Instructions for the task: Convert part of the data below into a Markdown table with two columns: Row for the row number and Line for the line itself. Leave out blank lines, begin at the line that has "Draw the outline of every instance of the green", and stop after the line that has "727 L 88 744".

Task input:
------------------------------------------------------------

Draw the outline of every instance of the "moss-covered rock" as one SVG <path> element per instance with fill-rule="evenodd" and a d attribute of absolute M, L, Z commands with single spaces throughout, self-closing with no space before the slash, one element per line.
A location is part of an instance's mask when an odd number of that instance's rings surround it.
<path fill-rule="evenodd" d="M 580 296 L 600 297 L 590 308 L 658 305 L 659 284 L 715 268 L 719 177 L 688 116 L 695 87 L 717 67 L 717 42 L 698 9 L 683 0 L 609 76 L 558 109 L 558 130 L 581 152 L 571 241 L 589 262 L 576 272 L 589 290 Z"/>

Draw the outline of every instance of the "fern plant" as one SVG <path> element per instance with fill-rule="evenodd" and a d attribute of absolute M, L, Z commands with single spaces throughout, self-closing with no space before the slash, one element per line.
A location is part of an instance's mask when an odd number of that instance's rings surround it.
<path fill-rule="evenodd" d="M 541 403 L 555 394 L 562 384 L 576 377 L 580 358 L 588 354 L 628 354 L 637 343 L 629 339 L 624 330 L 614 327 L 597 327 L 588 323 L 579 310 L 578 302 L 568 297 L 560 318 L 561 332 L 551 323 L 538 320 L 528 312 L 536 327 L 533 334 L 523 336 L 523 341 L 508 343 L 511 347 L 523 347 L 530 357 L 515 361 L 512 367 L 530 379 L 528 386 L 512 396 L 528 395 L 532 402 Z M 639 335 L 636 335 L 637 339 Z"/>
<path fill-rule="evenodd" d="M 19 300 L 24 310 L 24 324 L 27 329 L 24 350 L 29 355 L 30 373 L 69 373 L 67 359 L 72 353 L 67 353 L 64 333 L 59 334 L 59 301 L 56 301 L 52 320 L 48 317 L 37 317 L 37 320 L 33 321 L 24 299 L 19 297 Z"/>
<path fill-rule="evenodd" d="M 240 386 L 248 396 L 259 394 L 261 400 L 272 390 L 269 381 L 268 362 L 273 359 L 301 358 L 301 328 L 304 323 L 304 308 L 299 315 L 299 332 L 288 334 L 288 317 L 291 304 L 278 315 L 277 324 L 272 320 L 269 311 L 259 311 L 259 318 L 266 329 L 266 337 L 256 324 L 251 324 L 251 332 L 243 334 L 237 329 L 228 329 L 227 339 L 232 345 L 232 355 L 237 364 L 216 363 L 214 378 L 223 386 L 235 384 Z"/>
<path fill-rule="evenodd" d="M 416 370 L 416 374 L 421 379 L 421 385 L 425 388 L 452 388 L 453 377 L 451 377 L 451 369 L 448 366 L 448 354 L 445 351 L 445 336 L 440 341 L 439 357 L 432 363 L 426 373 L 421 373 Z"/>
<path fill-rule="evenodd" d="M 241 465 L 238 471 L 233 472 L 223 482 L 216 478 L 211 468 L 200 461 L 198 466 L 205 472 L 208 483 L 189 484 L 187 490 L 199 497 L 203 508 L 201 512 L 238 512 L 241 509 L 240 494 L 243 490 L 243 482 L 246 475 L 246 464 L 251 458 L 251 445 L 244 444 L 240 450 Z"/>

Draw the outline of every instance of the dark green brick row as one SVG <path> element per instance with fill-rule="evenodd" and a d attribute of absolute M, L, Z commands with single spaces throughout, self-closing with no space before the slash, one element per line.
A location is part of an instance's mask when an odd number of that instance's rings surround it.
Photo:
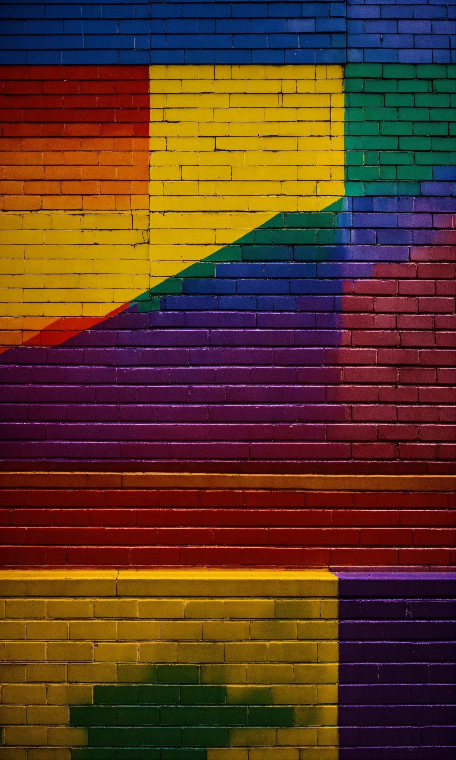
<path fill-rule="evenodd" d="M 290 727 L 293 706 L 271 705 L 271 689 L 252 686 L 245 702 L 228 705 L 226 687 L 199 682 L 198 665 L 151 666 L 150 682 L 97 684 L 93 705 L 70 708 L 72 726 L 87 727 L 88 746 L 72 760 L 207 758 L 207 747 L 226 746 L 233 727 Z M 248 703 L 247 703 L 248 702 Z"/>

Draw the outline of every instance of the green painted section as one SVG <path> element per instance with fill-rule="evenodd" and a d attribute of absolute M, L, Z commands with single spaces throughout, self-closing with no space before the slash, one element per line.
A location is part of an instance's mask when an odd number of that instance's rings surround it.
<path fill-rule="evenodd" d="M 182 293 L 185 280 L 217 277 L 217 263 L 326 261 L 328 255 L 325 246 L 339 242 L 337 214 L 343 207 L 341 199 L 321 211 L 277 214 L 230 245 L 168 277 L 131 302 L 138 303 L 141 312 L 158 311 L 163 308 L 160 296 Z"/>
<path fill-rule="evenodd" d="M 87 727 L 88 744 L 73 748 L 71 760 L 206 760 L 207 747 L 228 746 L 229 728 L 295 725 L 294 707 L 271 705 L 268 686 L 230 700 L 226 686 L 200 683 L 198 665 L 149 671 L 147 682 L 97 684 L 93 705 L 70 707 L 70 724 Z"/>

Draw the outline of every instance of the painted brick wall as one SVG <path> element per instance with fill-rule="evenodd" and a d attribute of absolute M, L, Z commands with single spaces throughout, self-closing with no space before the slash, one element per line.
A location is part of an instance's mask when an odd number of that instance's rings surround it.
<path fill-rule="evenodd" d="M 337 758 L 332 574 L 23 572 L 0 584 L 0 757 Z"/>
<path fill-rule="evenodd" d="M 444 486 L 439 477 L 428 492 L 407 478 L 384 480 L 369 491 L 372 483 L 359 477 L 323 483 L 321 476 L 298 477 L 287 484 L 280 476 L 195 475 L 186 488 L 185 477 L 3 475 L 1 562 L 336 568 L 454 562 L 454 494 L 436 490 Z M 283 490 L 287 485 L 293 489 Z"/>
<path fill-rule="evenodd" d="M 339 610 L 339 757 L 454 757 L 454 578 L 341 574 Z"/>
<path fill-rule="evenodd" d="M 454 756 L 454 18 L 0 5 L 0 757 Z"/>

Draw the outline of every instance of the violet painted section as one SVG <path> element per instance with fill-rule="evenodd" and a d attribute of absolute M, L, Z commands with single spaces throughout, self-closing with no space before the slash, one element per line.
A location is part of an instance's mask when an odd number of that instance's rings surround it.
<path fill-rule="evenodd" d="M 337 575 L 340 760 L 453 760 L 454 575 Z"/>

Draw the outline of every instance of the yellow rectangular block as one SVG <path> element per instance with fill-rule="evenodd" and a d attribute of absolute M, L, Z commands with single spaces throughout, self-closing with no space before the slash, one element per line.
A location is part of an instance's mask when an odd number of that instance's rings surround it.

------------------------------------------------------------

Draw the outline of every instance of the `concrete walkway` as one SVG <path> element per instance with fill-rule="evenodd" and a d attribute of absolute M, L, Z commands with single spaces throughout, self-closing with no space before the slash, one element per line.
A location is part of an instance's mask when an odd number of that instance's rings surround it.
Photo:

------------------------------------------------------------

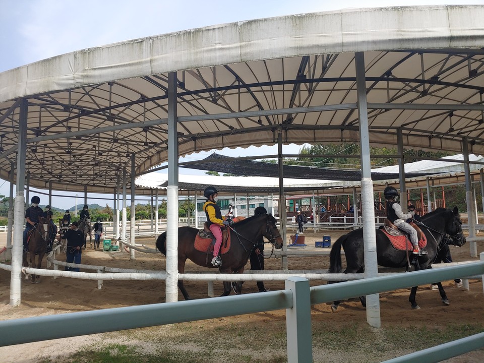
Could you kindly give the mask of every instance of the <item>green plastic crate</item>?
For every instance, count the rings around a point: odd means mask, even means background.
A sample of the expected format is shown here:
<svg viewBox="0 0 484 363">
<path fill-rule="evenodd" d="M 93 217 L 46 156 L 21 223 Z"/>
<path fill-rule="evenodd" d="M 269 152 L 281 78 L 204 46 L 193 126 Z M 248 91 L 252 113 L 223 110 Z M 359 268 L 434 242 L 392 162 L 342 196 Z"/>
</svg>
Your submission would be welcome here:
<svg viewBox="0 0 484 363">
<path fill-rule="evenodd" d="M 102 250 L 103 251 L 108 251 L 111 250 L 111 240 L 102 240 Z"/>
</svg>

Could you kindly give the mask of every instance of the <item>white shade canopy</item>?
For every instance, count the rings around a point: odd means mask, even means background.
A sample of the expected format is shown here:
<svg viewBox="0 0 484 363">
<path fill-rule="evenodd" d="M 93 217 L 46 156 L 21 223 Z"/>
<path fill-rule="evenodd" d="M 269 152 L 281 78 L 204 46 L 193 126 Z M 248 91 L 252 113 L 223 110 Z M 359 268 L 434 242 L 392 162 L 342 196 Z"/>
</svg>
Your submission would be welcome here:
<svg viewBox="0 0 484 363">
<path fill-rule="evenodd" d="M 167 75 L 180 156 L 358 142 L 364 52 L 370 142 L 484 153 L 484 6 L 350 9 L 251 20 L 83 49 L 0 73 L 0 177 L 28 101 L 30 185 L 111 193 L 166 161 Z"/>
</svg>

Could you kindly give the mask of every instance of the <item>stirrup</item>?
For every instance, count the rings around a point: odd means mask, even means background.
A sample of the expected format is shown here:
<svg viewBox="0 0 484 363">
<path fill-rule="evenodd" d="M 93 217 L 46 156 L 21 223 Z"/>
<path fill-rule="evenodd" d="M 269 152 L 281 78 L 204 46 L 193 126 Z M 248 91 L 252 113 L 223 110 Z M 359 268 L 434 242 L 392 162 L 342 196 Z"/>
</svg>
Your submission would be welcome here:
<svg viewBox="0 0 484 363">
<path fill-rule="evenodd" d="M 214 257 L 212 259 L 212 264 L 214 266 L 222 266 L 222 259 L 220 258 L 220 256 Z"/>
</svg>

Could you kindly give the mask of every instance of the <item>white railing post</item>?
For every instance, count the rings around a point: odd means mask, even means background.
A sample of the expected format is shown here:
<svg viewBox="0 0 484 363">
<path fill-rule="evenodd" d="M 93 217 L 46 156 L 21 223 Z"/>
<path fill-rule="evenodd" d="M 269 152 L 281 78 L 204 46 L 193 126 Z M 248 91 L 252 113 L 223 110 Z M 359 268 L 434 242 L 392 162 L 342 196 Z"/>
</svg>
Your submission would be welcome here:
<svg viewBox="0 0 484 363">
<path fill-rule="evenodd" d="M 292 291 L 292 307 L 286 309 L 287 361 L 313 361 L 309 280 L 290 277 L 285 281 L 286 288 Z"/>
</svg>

------------------------------------------------------------

Solution to this exercise:
| Row | Line |
|---|---|
| 1 | Draw the outline of every instance of the green painted section as one SVG <path> element per instance with fill-rule="evenodd" and a d attribute of absolute M, L, Z commands with single spaces throughout, self-closing with no space before the slash, one element per line. |
| 2 | A location is part of an instance's mask when an odd number of that instance's rings surround it. |
| 3 | <path fill-rule="evenodd" d="M 182 293 L 185 280 L 217 277 L 217 263 L 326 261 L 328 255 L 325 246 L 339 242 L 337 214 L 343 207 L 341 199 L 321 211 L 277 214 L 230 245 L 168 277 L 131 302 L 138 303 L 141 312 L 158 311 L 163 308 L 160 296 Z"/> |
| 4 | <path fill-rule="evenodd" d="M 87 727 L 88 744 L 73 748 L 71 760 L 206 760 L 207 747 L 228 746 L 229 728 L 295 725 L 294 707 L 271 705 L 268 686 L 230 700 L 226 686 L 200 683 L 198 665 L 149 671 L 147 682 L 97 684 L 93 705 L 70 707 L 70 724 Z"/> |